↓

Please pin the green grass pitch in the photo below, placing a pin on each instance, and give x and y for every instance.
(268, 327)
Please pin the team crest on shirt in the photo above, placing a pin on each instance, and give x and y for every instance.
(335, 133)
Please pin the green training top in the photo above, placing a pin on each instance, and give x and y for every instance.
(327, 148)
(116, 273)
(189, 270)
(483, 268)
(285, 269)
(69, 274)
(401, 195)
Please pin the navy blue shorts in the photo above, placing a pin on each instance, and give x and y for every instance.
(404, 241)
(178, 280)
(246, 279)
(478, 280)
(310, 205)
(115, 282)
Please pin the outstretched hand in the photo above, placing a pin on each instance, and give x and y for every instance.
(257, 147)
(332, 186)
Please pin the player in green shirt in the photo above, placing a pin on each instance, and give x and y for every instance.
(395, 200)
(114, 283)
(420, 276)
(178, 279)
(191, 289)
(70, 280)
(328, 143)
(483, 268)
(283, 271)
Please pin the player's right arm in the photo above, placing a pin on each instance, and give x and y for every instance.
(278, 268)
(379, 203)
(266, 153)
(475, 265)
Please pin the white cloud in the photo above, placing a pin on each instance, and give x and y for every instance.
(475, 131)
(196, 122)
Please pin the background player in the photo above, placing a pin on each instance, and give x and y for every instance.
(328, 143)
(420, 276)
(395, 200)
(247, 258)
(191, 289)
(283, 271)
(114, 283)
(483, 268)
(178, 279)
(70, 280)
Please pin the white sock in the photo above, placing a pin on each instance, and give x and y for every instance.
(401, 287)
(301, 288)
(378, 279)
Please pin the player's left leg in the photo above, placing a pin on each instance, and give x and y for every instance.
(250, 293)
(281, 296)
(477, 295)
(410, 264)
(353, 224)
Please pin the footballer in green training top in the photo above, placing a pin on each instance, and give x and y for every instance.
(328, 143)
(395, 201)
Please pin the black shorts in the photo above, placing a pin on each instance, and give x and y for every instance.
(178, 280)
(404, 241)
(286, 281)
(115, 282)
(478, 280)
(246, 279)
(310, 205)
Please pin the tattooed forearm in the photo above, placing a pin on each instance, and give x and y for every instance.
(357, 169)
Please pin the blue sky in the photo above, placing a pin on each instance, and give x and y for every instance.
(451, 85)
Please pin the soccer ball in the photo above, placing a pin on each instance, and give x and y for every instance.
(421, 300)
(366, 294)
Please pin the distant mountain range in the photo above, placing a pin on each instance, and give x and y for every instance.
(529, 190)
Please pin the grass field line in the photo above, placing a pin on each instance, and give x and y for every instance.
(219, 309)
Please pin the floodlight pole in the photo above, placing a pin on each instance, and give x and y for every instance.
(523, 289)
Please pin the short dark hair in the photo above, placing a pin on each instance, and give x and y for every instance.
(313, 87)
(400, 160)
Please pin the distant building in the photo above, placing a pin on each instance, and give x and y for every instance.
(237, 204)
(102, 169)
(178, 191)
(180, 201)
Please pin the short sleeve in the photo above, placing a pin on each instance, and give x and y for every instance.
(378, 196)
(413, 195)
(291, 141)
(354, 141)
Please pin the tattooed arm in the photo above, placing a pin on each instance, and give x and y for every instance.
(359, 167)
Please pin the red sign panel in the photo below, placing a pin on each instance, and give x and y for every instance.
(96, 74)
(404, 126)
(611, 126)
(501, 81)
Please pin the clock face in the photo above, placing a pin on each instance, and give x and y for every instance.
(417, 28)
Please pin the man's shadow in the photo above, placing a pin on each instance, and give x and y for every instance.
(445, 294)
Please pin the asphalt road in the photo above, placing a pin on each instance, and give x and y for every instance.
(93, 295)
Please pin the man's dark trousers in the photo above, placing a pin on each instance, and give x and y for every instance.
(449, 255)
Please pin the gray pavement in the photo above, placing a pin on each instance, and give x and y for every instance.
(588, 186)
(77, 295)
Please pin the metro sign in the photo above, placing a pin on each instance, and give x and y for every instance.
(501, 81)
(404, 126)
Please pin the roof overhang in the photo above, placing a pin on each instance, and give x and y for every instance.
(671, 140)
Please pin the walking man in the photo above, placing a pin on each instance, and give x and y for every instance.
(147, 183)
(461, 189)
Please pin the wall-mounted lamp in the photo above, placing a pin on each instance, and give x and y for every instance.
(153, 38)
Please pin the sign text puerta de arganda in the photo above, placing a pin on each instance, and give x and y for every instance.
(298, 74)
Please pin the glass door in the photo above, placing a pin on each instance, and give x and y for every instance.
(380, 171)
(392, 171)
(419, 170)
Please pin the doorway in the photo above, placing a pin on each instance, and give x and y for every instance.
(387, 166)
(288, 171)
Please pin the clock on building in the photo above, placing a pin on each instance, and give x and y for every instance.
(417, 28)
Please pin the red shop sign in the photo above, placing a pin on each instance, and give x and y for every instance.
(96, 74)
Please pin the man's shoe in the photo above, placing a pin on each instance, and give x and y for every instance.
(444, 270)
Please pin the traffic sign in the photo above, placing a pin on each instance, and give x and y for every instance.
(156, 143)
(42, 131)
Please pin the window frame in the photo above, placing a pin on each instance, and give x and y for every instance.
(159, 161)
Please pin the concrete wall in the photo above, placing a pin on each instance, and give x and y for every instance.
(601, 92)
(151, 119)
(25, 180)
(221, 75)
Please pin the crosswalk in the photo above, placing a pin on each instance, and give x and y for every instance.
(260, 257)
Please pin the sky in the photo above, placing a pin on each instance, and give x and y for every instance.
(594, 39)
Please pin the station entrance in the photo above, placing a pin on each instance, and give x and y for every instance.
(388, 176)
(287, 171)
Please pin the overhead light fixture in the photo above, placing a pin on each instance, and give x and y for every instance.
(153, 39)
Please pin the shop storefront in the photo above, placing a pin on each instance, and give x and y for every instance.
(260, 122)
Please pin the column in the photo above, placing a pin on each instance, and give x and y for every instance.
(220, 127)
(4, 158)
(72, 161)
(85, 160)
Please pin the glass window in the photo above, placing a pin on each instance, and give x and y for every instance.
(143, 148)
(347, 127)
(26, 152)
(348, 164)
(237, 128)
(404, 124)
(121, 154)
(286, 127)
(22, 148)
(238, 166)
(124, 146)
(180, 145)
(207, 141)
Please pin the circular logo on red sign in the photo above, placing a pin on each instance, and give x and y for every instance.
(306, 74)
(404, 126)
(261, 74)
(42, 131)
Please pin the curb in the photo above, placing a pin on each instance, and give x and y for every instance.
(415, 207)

↑

■ **WHAT THE TASK ASKS**
Word for word, write out the data.

■ **FINISHED ANSWER**
Please pin the green grass pitch in the photo below, placing a pin on each instance, and give x and y for every instance.
(268, 327)
Please pin the team crest on shirt in the photo above, placing a pin on each instance, and give x and y for every instance.
(335, 133)
Please pin the green training top in the photo above, placing a pin on each instance, and give x and y for every instance.
(327, 148)
(116, 273)
(189, 270)
(483, 268)
(285, 269)
(69, 274)
(401, 195)
Please pin the navy blue shorts in the photo above, placing a pin on each instance, and give x and y for every instance.
(404, 241)
(178, 280)
(246, 279)
(478, 280)
(310, 205)
(115, 282)
Please pin the outstretched hand in the photo above, placing a pin on each instance, and give x and y for every instance.
(257, 147)
(332, 186)
Please pin the player in green shirt in the photo above, placing a pin on each instance, and give x and y for every instance.
(395, 200)
(114, 283)
(420, 276)
(178, 279)
(191, 289)
(70, 280)
(328, 143)
(483, 268)
(283, 271)
Please pin the player's right arm in the photo above, placing a pin on each instance, and give x and y for every instance.
(278, 268)
(379, 203)
(266, 153)
(475, 265)
Please pin the white cloud in the photo above, placing a pin on each instance, and give x and y for every instance.
(475, 131)
(196, 122)
Please pin the background player in the photo above, placing a pin on each instance, and give x and y for every instance.
(328, 143)
(420, 276)
(395, 200)
(247, 258)
(191, 289)
(283, 271)
(114, 283)
(483, 268)
(178, 279)
(70, 280)
Please pin the white sock in the photo above, placing a pin on each instance, and give x and y for every instance.
(401, 287)
(301, 288)
(378, 279)
Please pin the player's left leg in the photo above, placing a pin on each instance, and give x and y for every instance.
(250, 293)
(281, 296)
(477, 295)
(410, 264)
(353, 224)
Please pin the footballer in green training top in the photo above, placing a pin on each instance, and give x and y for every instance.
(328, 143)
(395, 201)
Please pin the black shorts in the photo above, placing a pin on each instance, and give x and y for every instance.
(178, 280)
(404, 241)
(286, 281)
(115, 282)
(478, 280)
(246, 279)
(310, 205)
Please pin the tattooed forearm in the photo above, placing a pin on each instance, and give x and y for every instance.
(357, 169)
Please pin the blue sky in the photo above, placing a pin on each instance, and give x and y for every instance.
(451, 85)
Please pin the soccer ball in the photo above, placing a pin on each instance, and give x and y for every instance.
(421, 300)
(366, 294)
Please pin the distant mountain range in the photo above, placing a pin on each instance, and give x and y for every instance.
(529, 190)
Please pin the grass field line in the photo above, placing a pin on each instance, and give x and y for every instance.
(219, 309)
Please pin the floodlight pole in the photo above, placing a pin on each instance, and give x and y for every instance.
(523, 289)
Please pin the short dark hair in the photo above, placing a pin on each instance, and give x and y for every instance.
(313, 87)
(400, 160)
Please pin the distant building in the photo above, placing a pin on each instance, and give x and y for every instance.
(237, 204)
(102, 169)
(178, 191)
(180, 201)
Please pin the short sleeve in the photo above, placing a pin on each instance, and give x and y for every instance.
(378, 196)
(413, 195)
(291, 141)
(354, 141)
Please pin the tattooed arm in the photo above, placing a pin on each instance, and give x and y for every instance.
(359, 167)
Please pin the red sign panel in the photo below, placing a pin on each instance, and give x and y for every instance.
(96, 74)
(404, 126)
(611, 126)
(501, 81)
Please pin the clock face in the photo above, placing a pin on each instance, and give x and y for every instance.
(417, 28)
Please pin the man's shadow in the photo above, placing a pin on each instance, and give x and y for every instance.
(445, 294)
Please pin the asphalt road in the photo above, placing a pin on each instance, and give x and y for every instance.
(93, 295)
Please pin the man's dark trousers in the photo above, placing a pin on each instance, and give x and y for every instance.
(449, 255)
Please pin the gray pavement in the photo above, placing a pin on each instance, and give x and y for every instance.
(588, 186)
(77, 295)
Please pin the metro sign in the photo above, placing a pin on each instance, and give x and y for every instance.
(501, 81)
(404, 126)
Please pin the roof overhang in the photo above, placing a pin on each instance, and give x and y for every instance.
(671, 140)
Please pin the walking man in the photo above, placing a pin on each instance, and give x and y for every instance.
(147, 183)
(461, 189)
Please pin the wall-mounted lamp in the photo above, placing a pin on each instance, and give x and y for every instance.
(153, 38)
Please pin the sign text puerta de arganda in the photo above, placing a pin on each instance, and give x and y for every instance.
(298, 74)
Please pin the glass door in the photo above, placing a pin on each instance, and give x and y for every instance.
(380, 171)
(392, 171)
(419, 170)
Please pin the doorway in the photo above, placing a pin on each instance, and give x and y for every instance.
(387, 166)
(288, 171)
Please pin the clock on building in the photo above, placing a pin on each instance, and give x and y for every instance.
(417, 28)
Please pin the red shop sign in the photo above, placing a pin on each instance, and give x and y for every instance.
(96, 74)
Please pin the man's shoe in the photo above, placing a pin on each instance, and give x and y for every instance.
(444, 270)
Please pin the traffic sign in the photo above, placing a pin on each instance, and give x and y for every instance.
(156, 143)
(42, 131)
Please pin the window frame in the photo above, placing a pin on each instance, and give x and y for every instance.
(159, 161)
Please pin the concrete wall in the photo above, placing a pin on each instance, and give x and y for every instance.
(601, 92)
(151, 119)
(25, 180)
(221, 75)
Please pin the crosswalk in the photo above, placing a pin on each instance, and give x and y for every instance.
(260, 257)
Please pin the sky in the photo above, placing a pin on each instance, and give x and y for every instance.
(594, 39)
Please pin the station entrance in the photo above, placing a pin on each instance, and give x and y for every instance.
(388, 176)
(287, 171)
Please pin the overhead light fixture in the photo above, placing a pin on each instance, and give x and y for every instance.
(153, 39)
Please pin the shop storefront in the photo above, placing a pin on each instance, and give x and y for every instance.
(260, 122)
Please pin the column in the photo above, placing a pin on each instance, and give x and y for every instance.
(220, 127)
(4, 158)
(72, 161)
(85, 160)
Please pin the glass window in the photo above, placing a pin on each instance, and give x and y for every instance.
(143, 148)
(347, 127)
(26, 152)
(348, 164)
(237, 128)
(404, 124)
(121, 154)
(286, 127)
(22, 148)
(238, 166)
(124, 146)
(180, 145)
(207, 141)
Please pin the circular logo on red sign in the photo above, placing a pin on each instance, and give x and y for every instance.
(306, 74)
(404, 126)
(261, 74)
(42, 131)
Please pin the curb in the photo above, placing a pin on each instance, and give x and y for every instance.
(415, 207)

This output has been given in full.